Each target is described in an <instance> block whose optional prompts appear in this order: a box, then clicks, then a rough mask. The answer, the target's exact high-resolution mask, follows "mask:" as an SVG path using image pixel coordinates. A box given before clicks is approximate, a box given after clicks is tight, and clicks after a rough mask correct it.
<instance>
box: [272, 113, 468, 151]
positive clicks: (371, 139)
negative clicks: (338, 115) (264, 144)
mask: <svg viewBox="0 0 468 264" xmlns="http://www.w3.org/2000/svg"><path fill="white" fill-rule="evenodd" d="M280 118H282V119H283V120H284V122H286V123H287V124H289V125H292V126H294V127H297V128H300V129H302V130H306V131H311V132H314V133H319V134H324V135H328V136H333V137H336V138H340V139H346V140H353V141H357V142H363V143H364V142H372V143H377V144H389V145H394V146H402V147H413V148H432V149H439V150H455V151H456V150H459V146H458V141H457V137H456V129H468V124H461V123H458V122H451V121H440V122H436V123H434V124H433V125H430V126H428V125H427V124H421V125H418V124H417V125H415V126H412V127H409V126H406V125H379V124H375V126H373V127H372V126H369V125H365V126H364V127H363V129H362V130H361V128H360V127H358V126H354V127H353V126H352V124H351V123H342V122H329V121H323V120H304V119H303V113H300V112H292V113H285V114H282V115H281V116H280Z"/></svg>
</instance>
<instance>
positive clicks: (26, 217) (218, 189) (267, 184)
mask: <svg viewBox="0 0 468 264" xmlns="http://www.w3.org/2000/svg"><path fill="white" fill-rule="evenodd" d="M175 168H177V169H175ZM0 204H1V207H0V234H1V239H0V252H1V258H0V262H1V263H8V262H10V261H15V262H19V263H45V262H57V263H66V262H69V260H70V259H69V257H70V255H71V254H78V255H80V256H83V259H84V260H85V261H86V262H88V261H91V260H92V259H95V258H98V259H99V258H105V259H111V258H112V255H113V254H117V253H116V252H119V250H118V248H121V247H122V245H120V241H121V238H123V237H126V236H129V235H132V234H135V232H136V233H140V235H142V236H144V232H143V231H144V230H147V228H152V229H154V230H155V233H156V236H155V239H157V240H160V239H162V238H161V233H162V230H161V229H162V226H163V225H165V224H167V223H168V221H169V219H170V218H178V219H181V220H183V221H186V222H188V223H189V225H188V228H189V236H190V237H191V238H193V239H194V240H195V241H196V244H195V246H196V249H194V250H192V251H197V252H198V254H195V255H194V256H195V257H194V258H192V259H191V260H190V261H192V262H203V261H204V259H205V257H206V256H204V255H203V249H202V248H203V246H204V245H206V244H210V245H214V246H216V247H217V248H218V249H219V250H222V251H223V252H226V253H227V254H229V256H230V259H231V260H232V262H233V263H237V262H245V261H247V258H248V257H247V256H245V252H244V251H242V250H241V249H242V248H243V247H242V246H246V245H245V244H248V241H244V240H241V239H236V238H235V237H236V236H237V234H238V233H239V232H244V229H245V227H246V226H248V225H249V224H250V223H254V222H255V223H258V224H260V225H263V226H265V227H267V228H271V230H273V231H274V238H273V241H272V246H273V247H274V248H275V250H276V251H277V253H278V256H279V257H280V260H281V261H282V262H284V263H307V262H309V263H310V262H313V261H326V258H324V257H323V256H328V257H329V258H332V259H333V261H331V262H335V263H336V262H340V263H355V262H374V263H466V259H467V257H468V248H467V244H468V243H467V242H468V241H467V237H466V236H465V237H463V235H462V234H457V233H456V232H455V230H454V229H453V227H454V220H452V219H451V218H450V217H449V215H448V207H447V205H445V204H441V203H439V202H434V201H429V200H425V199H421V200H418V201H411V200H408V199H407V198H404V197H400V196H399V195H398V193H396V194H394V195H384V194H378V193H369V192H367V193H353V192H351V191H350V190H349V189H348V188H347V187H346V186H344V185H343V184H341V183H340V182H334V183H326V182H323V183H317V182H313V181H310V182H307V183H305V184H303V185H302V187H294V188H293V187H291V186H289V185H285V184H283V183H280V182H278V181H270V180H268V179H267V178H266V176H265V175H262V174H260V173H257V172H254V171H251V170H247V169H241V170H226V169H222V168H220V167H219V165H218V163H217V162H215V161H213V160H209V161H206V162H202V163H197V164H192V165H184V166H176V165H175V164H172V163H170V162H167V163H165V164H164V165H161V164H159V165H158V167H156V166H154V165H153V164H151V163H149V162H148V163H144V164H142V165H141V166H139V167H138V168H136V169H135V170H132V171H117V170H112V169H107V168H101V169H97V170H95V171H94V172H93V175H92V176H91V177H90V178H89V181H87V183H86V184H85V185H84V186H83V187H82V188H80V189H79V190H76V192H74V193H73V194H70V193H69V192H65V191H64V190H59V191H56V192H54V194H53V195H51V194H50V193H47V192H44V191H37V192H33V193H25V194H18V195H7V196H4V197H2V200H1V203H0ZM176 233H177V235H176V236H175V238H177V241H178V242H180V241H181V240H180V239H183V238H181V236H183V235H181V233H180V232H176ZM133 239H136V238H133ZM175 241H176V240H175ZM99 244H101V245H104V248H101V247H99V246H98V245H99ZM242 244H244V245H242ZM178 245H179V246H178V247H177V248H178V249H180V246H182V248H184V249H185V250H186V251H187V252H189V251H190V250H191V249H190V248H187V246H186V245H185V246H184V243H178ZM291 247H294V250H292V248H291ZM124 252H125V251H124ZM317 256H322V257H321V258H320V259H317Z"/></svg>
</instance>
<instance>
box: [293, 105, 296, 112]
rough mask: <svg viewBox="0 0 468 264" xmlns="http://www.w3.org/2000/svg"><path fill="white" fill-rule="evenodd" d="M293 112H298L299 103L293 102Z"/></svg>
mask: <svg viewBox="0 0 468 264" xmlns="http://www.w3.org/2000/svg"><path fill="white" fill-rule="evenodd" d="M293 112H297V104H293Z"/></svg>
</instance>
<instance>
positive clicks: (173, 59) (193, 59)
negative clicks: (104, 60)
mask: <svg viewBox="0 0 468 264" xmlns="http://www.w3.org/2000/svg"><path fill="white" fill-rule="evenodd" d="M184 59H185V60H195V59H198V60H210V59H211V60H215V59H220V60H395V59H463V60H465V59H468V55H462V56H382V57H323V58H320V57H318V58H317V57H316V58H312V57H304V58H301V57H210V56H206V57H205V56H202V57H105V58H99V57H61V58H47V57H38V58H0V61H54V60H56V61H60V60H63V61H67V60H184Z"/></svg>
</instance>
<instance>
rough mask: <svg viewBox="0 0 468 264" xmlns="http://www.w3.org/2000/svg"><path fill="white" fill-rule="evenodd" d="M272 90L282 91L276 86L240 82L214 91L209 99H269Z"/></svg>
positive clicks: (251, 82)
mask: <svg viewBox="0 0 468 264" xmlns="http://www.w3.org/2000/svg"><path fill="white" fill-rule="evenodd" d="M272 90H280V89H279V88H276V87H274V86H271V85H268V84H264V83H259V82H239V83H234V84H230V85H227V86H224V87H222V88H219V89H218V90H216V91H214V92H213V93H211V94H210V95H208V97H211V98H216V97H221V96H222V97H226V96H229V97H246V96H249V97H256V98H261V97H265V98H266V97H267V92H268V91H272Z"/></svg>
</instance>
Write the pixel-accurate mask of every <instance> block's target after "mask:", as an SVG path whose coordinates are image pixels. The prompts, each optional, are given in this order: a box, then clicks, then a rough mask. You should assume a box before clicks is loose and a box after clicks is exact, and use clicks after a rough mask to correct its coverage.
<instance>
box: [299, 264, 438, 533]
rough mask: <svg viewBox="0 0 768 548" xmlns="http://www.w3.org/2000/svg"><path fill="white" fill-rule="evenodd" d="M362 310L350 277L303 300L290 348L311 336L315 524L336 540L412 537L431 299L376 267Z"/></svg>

**Work instructions**
Reproduce the listing above verbatim, keeping every line and character unchanged.

**Answer space**
Each target is described in an <instance> block whose optional prompts appear in this order: a box, then clicks, then a rough mask. The answer, the target's exact high-resolution mask, follows "mask:" as an SVG path using image pixel coordinates. A box given before clicks is approximate, a box given after clicks is tight, and clicks after a rough mask correct it.
<instance>
box: [272, 113, 468, 151]
positive clicks: (371, 139)
negative clicks: (338, 115) (264, 144)
mask: <svg viewBox="0 0 468 264" xmlns="http://www.w3.org/2000/svg"><path fill="white" fill-rule="evenodd" d="M280 118H282V119H283V120H284V122H286V123H287V124H289V125H292V126H294V127H297V128H300V129H302V130H306V131H311V132H314V133H319V134H324V135H328V136H333V137H336V138H340V139H346V140H353V141H357V142H363V143H364V142H372V143H377V144H389V145H394V146H402V147H413V148H432V149H439V150H455V151H456V150H459V146H458V141H457V137H456V129H468V124H461V123H458V122H451V121H440V122H436V123H434V124H433V125H430V126H428V125H427V124H421V125H418V124H417V125H415V126H412V127H409V126H406V125H379V124H375V126H373V127H372V126H369V125H365V126H364V127H363V129H362V130H361V128H360V127H358V126H354V127H353V126H352V124H351V123H342V122H329V121H323V120H304V119H303V113H300V112H292V113H285V114H282V115H281V116H280Z"/></svg>
</instance>
<instance>
positive clicks: (26, 217) (218, 189) (267, 184)
mask: <svg viewBox="0 0 468 264" xmlns="http://www.w3.org/2000/svg"><path fill="white" fill-rule="evenodd" d="M175 168H177V169H175ZM0 204H1V207H0V234H1V239H0V252H1V258H0V262H1V263H8V262H10V261H15V262H19V263H45V262H57V263H66V262H69V260H70V259H69V257H70V255H71V254H78V255H80V256H83V259H84V260H85V261H86V262H88V261H91V260H92V259H95V258H98V259H99V258H105V259H111V258H112V255H113V254H117V253H116V252H119V250H118V248H121V247H122V245H120V241H121V238H123V237H126V236H129V235H132V234H135V232H136V233H140V235H142V236H144V232H143V231H144V230H147V228H152V229H154V230H155V233H156V236H155V239H157V240H160V239H162V238H161V233H162V230H161V229H162V226H163V225H165V224H167V223H168V221H169V219H170V218H178V219H181V220H183V221H186V222H188V223H189V225H188V228H189V236H190V237H191V238H193V239H194V240H195V241H196V244H195V246H196V249H194V250H192V251H197V252H198V254H195V255H194V256H195V257H194V258H192V259H191V260H190V261H192V262H203V261H204V259H205V257H206V256H204V255H203V249H202V248H203V246H204V245H206V244H210V245H214V246H216V247H217V248H218V249H219V250H222V251H223V252H226V253H227V254H229V256H230V259H231V260H232V262H233V263H237V262H245V261H247V258H248V257H247V256H245V252H244V251H242V250H241V249H242V248H243V247H242V246H246V245H245V244H248V241H244V240H241V239H236V238H235V237H236V236H237V234H238V233H239V232H244V229H245V227H246V226H248V225H249V224H250V223H254V222H255V223H258V224H260V225H263V226H265V227H267V228H271V230H273V231H274V238H273V241H272V246H273V247H274V248H275V250H276V251H277V253H278V256H279V257H280V260H281V261H282V262H284V263H307V262H309V263H310V262H313V261H326V258H324V257H323V256H328V257H329V258H332V259H333V261H331V262H335V263H336V262H340V263H355V262H374V263H466V259H467V257H468V248H467V244H468V243H467V242H468V241H467V237H466V236H465V237H463V235H462V234H457V233H456V232H455V230H454V229H453V227H454V220H452V219H451V218H450V217H449V215H448V207H447V205H445V204H441V203H439V202H434V201H429V200H425V199H421V200H418V201H411V200H408V199H407V198H404V197H400V196H399V195H398V193H396V194H394V195H384V194H378V193H369V192H367V193H353V192H351V191H350V190H349V189H348V188H347V187H346V186H344V185H343V184H341V183H340V182H334V183H326V182H323V183H317V182H313V181H310V182H307V183H305V184H303V185H302V187H294V188H293V187H291V186H289V185H285V184H283V183H280V182H278V181H270V180H268V179H267V178H266V176H265V175H262V174H260V173H257V172H254V171H251V170H247V169H241V170H226V169H222V168H220V167H219V165H218V163H217V162H215V161H213V160H209V161H206V162H202V163H197V164H192V165H184V166H176V165H175V164H172V163H170V162H167V163H165V164H164V165H161V164H159V165H158V167H156V166H154V165H153V164H151V163H149V162H148V163H144V164H142V165H141V166H139V167H138V168H136V169H135V170H132V171H117V170H112V169H107V168H101V169H97V170H95V171H94V172H93V175H92V176H91V177H90V178H89V181H87V183H86V184H85V185H84V186H83V187H82V188H80V189H79V190H76V192H74V193H73V194H70V193H69V192H65V191H64V190H59V191H56V192H54V194H53V195H51V194H50V193H47V192H44V191H37V192H33V193H25V194H18V195H7V196H4V197H2V200H1V203H0ZM176 233H177V235H176V236H175V238H177V241H178V242H180V241H181V240H180V239H183V238H181V236H183V235H181V233H180V232H176ZM133 239H136V238H133ZM175 241H176V240H175ZM99 244H101V245H104V248H101V247H99V246H98V245H99ZM242 244H244V245H242ZM178 245H179V246H178V247H177V248H178V249H180V246H182V248H184V249H185V250H186V251H187V252H189V251H190V250H191V249H190V248H187V246H186V245H185V246H184V243H178ZM291 247H294V250H292V248H291ZM124 252H125V251H124ZM317 256H322V257H321V258H320V259H317Z"/></svg>
</instance>
<instance>
box: [293, 105, 296, 112]
rough mask: <svg viewBox="0 0 468 264" xmlns="http://www.w3.org/2000/svg"><path fill="white" fill-rule="evenodd" d="M293 112H298L299 103L293 102Z"/></svg>
mask: <svg viewBox="0 0 468 264" xmlns="http://www.w3.org/2000/svg"><path fill="white" fill-rule="evenodd" d="M293 112H297V104H293Z"/></svg>
</instance>
<instance>
positive clicks: (173, 59) (193, 59)
negative clicks: (104, 60)
mask: <svg viewBox="0 0 468 264" xmlns="http://www.w3.org/2000/svg"><path fill="white" fill-rule="evenodd" d="M184 59H185V60H195V59H198V60H210V59H211V60H215V59H220V60H395V59H463V60H465V59H468V55H462V56H382V57H323V58H320V57H318V58H317V57H316V58H312V57H304V58H301V57H210V56H206V57H205V56H202V57H105V58H99V57H61V58H47V57H38V58H0V61H54V60H56V61H60V60H63V61H67V60H184Z"/></svg>
</instance>
<instance>
rough mask: <svg viewBox="0 0 468 264" xmlns="http://www.w3.org/2000/svg"><path fill="white" fill-rule="evenodd" d="M272 90L282 91L276 86L240 82L214 91L209 99H269Z"/></svg>
positive clicks: (251, 82)
mask: <svg viewBox="0 0 468 264" xmlns="http://www.w3.org/2000/svg"><path fill="white" fill-rule="evenodd" d="M272 90H280V89H279V88H276V87H274V86H271V85H268V84H264V83H259V82H239V83H234V84H230V85H227V86H224V87H222V88H219V89H218V90H216V91H214V92H213V93H211V94H210V95H208V97H211V98H216V97H221V96H222V97H226V96H229V97H246V96H249V97H256V98H261V97H265V98H266V97H267V92H268V91H272Z"/></svg>
</instance>
Write the pixel-accurate mask of every <instance> block's target after "mask:", as an SVG path whose coordinates are image pixels. The prompts, each optional, are given in this order: a box, then clicks, then a rough mask. You should assume a box before clicks is loose and a box after clicks is exact, and use clicks after a rough mask to correct its coverage.
<instance>
box: [299, 264, 438, 533]
rough mask: <svg viewBox="0 0 768 548" xmlns="http://www.w3.org/2000/svg"><path fill="white" fill-rule="evenodd" d="M362 310L350 277L303 300L290 348L311 336L315 524L336 540L412 537L431 299L376 267Z"/></svg>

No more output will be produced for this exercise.